### Exercise goal
Below are some records; return each one exactly as written.

[Collected data]
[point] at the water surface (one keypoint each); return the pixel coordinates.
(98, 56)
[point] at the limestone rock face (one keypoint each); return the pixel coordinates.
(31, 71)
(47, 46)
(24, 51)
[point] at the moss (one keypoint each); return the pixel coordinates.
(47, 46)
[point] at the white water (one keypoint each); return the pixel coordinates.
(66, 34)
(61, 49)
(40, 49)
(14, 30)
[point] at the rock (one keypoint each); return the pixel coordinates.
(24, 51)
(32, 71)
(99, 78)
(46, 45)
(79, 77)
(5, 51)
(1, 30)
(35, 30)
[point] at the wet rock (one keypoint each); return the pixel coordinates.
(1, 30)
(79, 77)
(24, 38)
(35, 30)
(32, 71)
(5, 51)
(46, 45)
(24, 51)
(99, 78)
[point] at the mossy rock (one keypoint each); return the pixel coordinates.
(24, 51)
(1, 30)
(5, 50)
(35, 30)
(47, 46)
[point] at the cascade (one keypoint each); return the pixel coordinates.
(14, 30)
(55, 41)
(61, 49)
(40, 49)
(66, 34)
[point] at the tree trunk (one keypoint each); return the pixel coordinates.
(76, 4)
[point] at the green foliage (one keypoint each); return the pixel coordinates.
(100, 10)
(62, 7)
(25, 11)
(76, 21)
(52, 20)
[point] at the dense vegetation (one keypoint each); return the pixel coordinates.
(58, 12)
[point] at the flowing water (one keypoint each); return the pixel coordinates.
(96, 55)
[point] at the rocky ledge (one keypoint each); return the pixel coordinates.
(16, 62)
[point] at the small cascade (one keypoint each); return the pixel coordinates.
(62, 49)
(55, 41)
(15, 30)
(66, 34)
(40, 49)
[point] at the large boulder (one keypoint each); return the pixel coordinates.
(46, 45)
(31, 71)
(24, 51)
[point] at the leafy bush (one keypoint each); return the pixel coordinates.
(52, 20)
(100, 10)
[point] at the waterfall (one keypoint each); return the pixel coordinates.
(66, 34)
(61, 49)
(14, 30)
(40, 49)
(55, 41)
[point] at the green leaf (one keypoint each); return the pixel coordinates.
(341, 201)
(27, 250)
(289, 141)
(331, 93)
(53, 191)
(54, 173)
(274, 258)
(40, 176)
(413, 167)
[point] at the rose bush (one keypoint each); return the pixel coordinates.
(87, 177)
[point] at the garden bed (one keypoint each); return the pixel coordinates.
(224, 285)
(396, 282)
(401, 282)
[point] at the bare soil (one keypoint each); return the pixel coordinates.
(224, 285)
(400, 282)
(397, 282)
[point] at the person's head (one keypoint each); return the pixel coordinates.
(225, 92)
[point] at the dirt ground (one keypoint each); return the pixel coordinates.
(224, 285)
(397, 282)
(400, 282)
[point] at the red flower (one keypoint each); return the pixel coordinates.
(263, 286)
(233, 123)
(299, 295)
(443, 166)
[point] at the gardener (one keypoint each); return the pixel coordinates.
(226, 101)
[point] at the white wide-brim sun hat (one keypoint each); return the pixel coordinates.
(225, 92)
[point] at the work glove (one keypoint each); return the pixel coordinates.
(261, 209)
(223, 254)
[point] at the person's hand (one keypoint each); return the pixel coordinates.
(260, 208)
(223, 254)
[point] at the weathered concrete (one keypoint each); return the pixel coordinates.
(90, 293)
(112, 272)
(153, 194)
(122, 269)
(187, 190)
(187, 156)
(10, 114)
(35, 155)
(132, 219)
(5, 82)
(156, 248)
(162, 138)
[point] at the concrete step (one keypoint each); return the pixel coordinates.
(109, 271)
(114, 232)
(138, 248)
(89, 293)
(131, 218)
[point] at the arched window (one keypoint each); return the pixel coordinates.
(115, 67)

### Finished exercise
[point] at the water surface (one keypoint each); return the pixel coordinates.
(98, 56)
[point] at the limestone rock face (one keypoint each); return the pixel coordinates.
(31, 71)
(47, 46)
(24, 51)
[point] at the moss (one keypoint each); return the pixel coordinates.
(47, 46)
[point] at the white water (one keypoint each); return the pixel coordinates.
(66, 34)
(61, 49)
(40, 49)
(14, 30)
[point] at the rock (one keypoint each); return the pixel coordinates.
(24, 51)
(32, 71)
(99, 78)
(46, 45)
(79, 77)
(5, 51)
(1, 30)
(35, 30)
[point] at the wet rock (one keypoint each); return the pixel coordinates.
(1, 30)
(79, 77)
(24, 38)
(35, 30)
(32, 71)
(5, 51)
(46, 45)
(24, 51)
(99, 78)
[point] at the mossy rock (one keypoint each); return the pixel coordinates.
(24, 51)
(1, 30)
(5, 50)
(35, 30)
(47, 46)
[point] at the cascade (one keypoint each); return the pixel coordinates.
(14, 30)
(55, 41)
(61, 49)
(40, 49)
(66, 34)
[point] at the tree trunk (one keypoint each); return the pixel coordinates.
(76, 4)
[point] at the green foliage (one keypoint each); return the pixel coordinates.
(100, 10)
(62, 7)
(25, 11)
(76, 21)
(52, 20)
[point] at the dense vegetation (one keypoint each); return the pixel coordinates.
(58, 12)
[point] at the flowing water (one keypoint each); return the pixel coordinates.
(96, 55)
[point] at the rocky ledge (one keypoint each); return the pixel coordinates.
(16, 62)
[point] at the small cascade (one keypoint each); return the pixel coordinates.
(62, 49)
(55, 41)
(15, 30)
(66, 34)
(40, 49)
[point] at the large boulder (one keypoint each); return the pixel coordinates.
(46, 45)
(31, 71)
(24, 51)
[point] at the leafy bush (one keypoint each); return the pixel coordinates.
(52, 20)
(100, 10)
[point] at the waterfall (one keypoint each); return the pixel coordinates.
(66, 34)
(61, 49)
(14, 30)
(40, 49)
(55, 41)
[point] at the green leaf (one keypoint each); return the pixel coordinates.
(341, 201)
(27, 250)
(289, 141)
(331, 93)
(53, 191)
(54, 173)
(274, 258)
(40, 176)
(413, 167)
[point] at the rose bush (one keypoint each); return the pixel coordinates.
(87, 177)
[point] at the garden bed (one keypoint each); return the pixel coordinates.
(224, 285)
(396, 282)
(401, 282)
[point] at the bare soil (one keypoint each); return the pixel coordinates.
(224, 285)
(400, 282)
(397, 282)
[point] at the person's head (one keypoint each); return the pixel coordinates.
(225, 92)
[point] at the dirt ground (one keypoint each); return the pixel coordinates.
(224, 285)
(397, 282)
(400, 282)
[point] at the red flower (one keypoint each); return the pixel coordinates.
(263, 286)
(233, 123)
(299, 295)
(443, 166)
[point] at the gardener (one keypoint each); return the pixel coordinates.
(226, 101)
[point] at the white wide-brim sun hat (one keypoint each); return the pixel coordinates.
(225, 92)
[point] at the work glove (one keypoint each); return the pixel coordinates.
(261, 209)
(223, 254)
[point] at the person's hand (one keypoint each); return the pixel coordinates.
(260, 208)
(223, 254)
[point] at the weathered concrete (one keypoint each); return the pixel coordinates.
(90, 293)
(112, 272)
(153, 194)
(122, 269)
(187, 190)
(187, 156)
(10, 114)
(35, 155)
(132, 219)
(5, 82)
(156, 248)
(162, 138)
[point] at the concrete step (one keypoint each); return the pixel coordinates.
(109, 271)
(114, 232)
(138, 248)
(89, 293)
(131, 218)
[point] at the arched window (one keypoint each); return the pixel coordinates.
(115, 67)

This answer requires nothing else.